Raw records:
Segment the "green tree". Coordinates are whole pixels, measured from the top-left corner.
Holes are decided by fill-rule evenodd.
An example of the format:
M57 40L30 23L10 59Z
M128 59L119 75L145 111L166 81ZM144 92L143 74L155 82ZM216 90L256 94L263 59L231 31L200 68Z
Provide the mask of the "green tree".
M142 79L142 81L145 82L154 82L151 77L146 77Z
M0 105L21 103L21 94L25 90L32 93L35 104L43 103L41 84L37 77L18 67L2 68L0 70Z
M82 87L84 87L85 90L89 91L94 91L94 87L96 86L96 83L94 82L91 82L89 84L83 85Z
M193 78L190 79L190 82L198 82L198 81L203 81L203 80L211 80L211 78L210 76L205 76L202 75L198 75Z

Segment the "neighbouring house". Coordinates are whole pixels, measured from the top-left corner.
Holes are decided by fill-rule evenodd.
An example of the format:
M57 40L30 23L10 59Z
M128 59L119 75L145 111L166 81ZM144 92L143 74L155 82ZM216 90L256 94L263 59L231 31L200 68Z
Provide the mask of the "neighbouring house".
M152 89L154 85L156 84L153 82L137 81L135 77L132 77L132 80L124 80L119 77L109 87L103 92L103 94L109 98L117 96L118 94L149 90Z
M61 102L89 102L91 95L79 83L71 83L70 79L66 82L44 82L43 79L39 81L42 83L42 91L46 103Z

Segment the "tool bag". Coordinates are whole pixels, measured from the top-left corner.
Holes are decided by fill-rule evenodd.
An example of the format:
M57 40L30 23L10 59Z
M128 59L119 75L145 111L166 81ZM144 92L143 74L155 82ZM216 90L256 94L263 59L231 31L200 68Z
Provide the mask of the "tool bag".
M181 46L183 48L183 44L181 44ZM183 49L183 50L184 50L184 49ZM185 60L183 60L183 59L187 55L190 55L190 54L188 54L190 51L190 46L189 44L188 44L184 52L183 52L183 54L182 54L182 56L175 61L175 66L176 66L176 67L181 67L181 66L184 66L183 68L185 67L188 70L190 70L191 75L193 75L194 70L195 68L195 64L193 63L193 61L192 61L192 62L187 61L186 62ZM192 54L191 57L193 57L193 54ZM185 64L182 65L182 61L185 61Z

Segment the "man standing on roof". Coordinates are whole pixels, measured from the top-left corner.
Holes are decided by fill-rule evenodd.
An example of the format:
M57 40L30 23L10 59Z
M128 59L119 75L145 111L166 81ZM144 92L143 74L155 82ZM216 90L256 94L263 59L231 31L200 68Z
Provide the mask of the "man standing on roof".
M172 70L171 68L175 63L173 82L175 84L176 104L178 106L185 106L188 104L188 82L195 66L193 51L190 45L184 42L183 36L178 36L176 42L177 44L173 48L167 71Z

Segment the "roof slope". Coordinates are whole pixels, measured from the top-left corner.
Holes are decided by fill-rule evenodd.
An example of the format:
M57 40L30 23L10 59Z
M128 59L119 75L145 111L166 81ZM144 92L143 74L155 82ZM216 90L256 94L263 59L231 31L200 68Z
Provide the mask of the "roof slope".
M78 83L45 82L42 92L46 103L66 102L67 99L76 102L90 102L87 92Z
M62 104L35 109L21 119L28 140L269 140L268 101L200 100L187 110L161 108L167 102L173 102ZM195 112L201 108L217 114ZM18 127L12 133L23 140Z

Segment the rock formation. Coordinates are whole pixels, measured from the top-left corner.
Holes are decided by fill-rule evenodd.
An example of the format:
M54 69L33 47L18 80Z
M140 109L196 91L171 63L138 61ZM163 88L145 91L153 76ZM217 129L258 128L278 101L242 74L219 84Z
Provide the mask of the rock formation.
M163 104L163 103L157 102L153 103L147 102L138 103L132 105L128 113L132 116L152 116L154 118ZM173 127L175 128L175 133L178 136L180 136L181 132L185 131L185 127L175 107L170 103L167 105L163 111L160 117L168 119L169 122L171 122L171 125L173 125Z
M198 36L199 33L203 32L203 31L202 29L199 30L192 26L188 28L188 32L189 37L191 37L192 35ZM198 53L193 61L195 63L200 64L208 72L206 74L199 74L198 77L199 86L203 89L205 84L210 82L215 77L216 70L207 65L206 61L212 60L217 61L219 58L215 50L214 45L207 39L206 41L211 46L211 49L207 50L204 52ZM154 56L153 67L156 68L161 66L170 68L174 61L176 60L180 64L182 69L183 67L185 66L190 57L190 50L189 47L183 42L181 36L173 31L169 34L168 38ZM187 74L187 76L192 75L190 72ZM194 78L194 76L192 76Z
...
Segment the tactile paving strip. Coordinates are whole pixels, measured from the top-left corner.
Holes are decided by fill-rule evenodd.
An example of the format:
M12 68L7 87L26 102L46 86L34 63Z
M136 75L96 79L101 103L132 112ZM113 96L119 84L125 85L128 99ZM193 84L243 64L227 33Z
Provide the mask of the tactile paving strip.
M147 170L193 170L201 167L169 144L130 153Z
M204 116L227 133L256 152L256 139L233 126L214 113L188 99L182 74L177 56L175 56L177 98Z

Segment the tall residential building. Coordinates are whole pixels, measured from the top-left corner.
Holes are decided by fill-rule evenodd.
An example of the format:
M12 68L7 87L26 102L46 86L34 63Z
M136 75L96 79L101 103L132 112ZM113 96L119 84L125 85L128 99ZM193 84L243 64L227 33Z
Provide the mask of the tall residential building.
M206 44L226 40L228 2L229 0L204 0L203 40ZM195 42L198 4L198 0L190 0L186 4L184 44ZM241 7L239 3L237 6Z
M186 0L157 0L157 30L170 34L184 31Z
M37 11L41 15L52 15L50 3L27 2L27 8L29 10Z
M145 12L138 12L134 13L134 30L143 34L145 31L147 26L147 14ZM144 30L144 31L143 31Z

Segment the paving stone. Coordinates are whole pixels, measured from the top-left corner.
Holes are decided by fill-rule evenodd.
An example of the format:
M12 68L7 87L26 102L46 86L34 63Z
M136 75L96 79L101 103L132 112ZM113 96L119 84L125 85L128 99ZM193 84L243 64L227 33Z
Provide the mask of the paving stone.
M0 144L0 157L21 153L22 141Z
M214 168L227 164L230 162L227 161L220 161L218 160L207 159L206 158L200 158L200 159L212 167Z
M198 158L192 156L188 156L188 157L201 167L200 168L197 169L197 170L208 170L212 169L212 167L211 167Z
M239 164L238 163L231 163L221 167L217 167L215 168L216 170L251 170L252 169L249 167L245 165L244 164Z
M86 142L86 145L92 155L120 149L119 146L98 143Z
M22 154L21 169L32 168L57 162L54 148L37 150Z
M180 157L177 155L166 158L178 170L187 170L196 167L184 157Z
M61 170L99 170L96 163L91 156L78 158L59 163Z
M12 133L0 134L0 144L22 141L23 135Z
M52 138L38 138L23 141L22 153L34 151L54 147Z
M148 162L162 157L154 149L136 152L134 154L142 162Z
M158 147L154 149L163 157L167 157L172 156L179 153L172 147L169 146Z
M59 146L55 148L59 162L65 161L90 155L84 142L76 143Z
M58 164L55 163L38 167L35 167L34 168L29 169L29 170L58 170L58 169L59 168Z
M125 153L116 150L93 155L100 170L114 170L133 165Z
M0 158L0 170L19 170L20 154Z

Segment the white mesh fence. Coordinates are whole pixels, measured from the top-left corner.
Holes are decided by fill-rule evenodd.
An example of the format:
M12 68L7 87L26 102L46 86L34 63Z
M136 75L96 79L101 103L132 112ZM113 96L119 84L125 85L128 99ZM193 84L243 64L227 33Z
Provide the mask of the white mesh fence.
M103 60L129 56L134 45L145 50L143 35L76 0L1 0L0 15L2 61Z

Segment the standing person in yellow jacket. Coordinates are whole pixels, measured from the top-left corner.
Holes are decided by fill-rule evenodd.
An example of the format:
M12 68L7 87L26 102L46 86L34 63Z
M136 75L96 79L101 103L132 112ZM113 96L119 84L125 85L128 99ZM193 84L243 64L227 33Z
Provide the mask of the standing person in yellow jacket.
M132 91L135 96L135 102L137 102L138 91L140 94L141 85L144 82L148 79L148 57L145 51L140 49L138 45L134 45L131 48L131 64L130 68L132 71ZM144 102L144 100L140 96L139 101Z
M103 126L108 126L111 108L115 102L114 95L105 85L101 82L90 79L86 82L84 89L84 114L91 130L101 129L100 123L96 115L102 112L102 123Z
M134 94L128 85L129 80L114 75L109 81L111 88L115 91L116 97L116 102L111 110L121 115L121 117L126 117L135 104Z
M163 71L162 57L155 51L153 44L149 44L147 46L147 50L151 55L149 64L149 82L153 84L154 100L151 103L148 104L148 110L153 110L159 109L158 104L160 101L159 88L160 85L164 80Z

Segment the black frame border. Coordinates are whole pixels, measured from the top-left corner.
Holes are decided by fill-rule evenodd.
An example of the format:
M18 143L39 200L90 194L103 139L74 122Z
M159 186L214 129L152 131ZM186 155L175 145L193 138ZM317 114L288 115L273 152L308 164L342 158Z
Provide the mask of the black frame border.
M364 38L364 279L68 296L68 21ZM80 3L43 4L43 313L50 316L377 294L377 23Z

Job:
Report each line of the data that contains the string "white". Case counts.

Problem solution:
Segment the white mesh fence. Coordinates are whole pixels, measured from the top-left corner.
Provide the mask of the white mesh fence.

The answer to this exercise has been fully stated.